| TASK DETAILS |
Could you quote, exactly as they stand, the lines running from the one with "of the picnic" to the final line of the material?

Items listed in a dataset
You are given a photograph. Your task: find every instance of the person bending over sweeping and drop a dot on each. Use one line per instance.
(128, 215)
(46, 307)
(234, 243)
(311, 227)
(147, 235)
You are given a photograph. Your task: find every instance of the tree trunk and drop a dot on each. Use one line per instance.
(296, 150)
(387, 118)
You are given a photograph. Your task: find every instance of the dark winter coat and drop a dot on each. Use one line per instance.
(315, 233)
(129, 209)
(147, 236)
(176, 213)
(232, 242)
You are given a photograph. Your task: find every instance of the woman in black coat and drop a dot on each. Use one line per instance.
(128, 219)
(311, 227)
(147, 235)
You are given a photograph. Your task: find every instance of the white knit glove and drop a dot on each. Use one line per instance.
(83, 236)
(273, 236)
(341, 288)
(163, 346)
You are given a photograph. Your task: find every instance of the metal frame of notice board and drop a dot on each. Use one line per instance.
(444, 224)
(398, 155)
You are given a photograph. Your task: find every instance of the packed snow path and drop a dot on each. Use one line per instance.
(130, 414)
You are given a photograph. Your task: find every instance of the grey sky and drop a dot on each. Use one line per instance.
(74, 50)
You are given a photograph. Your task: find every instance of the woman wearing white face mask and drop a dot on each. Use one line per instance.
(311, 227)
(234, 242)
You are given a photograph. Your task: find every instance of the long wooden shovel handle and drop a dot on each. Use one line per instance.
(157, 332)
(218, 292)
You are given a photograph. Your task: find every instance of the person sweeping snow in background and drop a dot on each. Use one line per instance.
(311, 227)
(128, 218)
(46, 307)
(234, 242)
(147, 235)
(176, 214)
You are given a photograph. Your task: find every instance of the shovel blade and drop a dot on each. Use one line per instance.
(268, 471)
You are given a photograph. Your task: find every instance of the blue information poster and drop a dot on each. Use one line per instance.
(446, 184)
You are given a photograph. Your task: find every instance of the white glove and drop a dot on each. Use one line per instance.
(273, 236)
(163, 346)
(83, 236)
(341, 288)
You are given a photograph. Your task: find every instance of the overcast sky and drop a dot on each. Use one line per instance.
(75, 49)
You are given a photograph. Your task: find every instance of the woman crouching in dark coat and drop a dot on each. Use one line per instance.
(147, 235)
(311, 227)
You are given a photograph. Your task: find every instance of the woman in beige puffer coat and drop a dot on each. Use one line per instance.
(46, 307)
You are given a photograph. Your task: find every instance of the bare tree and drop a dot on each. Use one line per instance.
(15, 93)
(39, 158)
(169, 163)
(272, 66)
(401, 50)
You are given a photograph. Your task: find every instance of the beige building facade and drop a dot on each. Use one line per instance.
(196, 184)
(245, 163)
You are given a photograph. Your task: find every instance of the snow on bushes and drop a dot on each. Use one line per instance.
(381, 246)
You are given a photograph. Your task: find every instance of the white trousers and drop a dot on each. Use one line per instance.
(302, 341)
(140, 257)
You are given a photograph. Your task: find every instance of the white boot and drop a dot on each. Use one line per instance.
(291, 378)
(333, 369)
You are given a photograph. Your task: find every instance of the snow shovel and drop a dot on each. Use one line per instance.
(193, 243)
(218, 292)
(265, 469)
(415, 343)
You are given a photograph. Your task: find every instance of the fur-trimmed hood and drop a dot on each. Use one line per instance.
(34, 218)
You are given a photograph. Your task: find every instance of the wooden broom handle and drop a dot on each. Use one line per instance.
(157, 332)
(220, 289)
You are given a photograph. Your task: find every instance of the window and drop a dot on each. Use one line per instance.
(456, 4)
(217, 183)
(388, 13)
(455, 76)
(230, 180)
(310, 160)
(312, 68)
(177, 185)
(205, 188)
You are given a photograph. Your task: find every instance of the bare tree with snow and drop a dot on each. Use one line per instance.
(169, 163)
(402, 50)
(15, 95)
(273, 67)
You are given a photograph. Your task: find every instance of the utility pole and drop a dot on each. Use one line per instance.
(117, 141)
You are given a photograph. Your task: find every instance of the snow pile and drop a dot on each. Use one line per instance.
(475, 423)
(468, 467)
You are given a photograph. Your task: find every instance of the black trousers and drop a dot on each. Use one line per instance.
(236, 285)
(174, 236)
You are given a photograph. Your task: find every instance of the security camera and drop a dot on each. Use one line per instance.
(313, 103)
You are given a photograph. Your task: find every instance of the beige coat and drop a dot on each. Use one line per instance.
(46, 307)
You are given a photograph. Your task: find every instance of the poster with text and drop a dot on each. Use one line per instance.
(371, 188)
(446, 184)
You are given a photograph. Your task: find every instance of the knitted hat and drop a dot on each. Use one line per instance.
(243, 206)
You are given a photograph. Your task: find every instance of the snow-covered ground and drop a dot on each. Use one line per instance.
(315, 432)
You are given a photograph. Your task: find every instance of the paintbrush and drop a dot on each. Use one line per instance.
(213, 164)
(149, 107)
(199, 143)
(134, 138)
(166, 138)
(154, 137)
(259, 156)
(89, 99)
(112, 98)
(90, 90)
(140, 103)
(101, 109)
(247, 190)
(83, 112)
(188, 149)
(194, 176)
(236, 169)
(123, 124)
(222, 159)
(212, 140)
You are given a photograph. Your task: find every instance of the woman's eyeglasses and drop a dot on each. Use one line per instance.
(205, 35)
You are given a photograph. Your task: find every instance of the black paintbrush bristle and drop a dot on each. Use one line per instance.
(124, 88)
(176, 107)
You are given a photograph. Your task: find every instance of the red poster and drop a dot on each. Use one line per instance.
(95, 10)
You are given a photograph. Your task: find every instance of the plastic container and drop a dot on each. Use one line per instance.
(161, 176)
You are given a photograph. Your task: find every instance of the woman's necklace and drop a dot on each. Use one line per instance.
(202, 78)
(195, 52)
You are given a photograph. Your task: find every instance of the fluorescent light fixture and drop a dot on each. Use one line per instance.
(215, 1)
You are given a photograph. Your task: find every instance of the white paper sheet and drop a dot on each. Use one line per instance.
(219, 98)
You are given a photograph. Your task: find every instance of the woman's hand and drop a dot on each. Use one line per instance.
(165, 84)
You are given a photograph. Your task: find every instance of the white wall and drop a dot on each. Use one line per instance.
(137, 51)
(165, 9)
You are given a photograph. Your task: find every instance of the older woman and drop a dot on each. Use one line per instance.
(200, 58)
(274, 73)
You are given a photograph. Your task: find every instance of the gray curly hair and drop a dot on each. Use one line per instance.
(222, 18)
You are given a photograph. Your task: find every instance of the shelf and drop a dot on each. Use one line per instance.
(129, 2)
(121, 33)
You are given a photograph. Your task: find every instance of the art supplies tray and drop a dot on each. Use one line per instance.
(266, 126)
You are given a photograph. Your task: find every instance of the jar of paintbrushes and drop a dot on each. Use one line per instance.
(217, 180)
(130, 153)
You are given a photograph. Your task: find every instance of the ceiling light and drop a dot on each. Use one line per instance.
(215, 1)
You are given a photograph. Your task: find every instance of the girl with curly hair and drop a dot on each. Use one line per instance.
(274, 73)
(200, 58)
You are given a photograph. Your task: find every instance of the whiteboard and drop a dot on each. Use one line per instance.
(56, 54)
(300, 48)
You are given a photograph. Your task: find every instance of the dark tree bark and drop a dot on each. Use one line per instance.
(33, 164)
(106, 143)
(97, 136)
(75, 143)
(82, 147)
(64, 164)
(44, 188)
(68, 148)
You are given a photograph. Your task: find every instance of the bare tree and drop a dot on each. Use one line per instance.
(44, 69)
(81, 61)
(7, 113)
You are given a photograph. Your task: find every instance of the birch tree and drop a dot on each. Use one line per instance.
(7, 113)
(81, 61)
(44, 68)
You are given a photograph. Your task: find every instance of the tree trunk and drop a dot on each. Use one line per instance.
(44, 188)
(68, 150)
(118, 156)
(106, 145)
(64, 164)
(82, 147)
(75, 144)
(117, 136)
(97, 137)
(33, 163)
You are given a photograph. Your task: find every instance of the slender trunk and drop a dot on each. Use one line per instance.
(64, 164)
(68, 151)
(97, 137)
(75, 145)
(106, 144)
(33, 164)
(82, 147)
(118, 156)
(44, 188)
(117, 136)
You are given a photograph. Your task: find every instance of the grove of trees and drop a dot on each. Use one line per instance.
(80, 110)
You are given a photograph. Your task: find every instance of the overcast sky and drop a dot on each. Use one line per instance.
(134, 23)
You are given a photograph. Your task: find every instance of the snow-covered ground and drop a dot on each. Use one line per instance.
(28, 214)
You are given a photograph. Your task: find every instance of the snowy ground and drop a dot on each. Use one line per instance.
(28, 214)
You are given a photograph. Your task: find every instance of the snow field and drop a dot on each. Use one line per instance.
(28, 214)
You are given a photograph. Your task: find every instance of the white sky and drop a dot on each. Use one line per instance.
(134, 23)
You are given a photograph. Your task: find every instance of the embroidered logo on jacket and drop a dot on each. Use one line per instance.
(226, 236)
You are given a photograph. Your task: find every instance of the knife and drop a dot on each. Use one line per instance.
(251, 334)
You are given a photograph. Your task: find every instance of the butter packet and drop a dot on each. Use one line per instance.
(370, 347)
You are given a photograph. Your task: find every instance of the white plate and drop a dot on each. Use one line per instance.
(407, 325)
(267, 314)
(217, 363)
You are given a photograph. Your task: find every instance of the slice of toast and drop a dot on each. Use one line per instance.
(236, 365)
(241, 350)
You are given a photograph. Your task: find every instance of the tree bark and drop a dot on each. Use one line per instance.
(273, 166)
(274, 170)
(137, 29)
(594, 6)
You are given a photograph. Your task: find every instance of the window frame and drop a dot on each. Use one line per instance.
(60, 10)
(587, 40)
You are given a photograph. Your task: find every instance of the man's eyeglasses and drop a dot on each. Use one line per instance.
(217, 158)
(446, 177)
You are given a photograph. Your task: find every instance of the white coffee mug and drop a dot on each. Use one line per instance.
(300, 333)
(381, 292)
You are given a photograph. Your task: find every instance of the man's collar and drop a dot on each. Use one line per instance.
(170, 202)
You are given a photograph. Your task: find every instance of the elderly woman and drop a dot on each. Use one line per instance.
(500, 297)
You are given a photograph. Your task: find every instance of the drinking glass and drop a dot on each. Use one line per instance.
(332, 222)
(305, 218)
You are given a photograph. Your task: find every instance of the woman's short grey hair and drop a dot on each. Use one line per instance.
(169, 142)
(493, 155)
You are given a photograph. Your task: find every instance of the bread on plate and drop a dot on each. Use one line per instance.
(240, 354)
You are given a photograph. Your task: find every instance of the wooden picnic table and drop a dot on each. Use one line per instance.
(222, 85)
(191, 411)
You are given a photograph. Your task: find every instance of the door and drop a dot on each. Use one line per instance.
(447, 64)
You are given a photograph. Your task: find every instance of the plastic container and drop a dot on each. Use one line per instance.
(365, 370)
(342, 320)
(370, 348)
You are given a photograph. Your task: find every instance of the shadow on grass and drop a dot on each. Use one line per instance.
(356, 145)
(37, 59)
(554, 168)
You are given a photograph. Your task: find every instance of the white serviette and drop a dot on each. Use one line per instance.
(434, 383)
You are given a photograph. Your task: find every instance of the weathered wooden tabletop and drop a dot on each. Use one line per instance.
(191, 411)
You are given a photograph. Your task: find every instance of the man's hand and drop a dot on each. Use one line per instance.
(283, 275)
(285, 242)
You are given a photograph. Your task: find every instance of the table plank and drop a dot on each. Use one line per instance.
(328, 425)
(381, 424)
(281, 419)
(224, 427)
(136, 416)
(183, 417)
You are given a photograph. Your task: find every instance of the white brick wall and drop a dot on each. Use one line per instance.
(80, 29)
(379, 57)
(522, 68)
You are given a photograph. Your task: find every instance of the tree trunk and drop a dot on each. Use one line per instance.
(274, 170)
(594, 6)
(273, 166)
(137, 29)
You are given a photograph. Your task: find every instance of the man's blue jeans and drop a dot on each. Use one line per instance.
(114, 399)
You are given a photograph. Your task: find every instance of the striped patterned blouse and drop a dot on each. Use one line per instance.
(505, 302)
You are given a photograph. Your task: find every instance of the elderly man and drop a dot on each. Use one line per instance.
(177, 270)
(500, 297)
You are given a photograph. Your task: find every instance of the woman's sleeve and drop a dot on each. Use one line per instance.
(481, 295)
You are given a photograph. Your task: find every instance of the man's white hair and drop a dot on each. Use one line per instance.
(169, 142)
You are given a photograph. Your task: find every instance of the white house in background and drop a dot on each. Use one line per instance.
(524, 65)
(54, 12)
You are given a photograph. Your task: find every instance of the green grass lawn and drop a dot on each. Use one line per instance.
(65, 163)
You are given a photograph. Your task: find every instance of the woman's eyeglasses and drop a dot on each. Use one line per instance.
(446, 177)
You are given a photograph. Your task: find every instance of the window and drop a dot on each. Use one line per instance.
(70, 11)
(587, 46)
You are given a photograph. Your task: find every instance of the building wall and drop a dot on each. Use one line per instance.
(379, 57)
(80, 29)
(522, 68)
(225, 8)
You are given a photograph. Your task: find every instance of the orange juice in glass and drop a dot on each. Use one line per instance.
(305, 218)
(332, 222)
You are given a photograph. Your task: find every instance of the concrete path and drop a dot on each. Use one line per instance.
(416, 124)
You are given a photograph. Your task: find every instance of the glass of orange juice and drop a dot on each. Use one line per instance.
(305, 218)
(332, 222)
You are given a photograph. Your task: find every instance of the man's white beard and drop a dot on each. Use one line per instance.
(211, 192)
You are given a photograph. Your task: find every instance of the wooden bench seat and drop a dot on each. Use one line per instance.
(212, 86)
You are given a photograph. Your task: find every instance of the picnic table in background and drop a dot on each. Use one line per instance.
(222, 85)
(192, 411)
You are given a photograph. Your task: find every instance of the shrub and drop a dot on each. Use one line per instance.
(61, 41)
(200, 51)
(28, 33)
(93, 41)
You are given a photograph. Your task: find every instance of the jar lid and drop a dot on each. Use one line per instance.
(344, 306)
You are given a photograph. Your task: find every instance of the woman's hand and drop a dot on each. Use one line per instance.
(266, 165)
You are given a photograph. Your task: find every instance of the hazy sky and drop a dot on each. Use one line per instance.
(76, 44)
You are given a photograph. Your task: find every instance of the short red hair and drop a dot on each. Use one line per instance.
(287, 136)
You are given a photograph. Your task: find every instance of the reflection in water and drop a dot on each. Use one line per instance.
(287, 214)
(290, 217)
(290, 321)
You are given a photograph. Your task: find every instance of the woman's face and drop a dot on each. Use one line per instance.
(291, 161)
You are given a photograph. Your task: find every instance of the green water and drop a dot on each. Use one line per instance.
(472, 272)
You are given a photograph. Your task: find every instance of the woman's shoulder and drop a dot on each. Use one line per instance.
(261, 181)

| THE COMPLETED TASK |
You are given a photograph. Your task: find every instance of the picnic table in background and drop a dot on each. Use one line per instance.
(222, 85)
(192, 411)
You are given a photograph. Your task: find every instance of the shrub and drop a dot on each. Use one line per instance.
(61, 41)
(200, 51)
(28, 33)
(93, 41)
You are given a photograph. Your task: find every instance of the jar lid and drop a dot on each. Use one line per instance.
(344, 306)
You are given a photograph. Your task: find every instance of the woman's hand and drop a dot on each. Use one line per instance.
(266, 165)
You are given a photograph. Your task: find every instance of the hazy sky and drop a dot on each. Use one line per instance.
(76, 44)
You are given a photograph. Your task: find every instance of the short red hair and drop a dot on each. Use one line per instance.
(287, 136)
You are given a photograph. Your task: find every instance of the reflection in water and drop a dot on each. Use one line per instance.
(287, 214)
(290, 217)
(290, 321)
You are given a photograph. Your task: find every instance of the woman's face and drop a dot on each. Use one line per instance.
(291, 161)
You are given a photograph. Your task: find every instance of the green water and drop a dot on each. Use one line per instance.
(472, 272)
You are given a photograph. Your task: find every instance of the woman's shoulder and drop a dot on each. Use one line per instance.
(261, 181)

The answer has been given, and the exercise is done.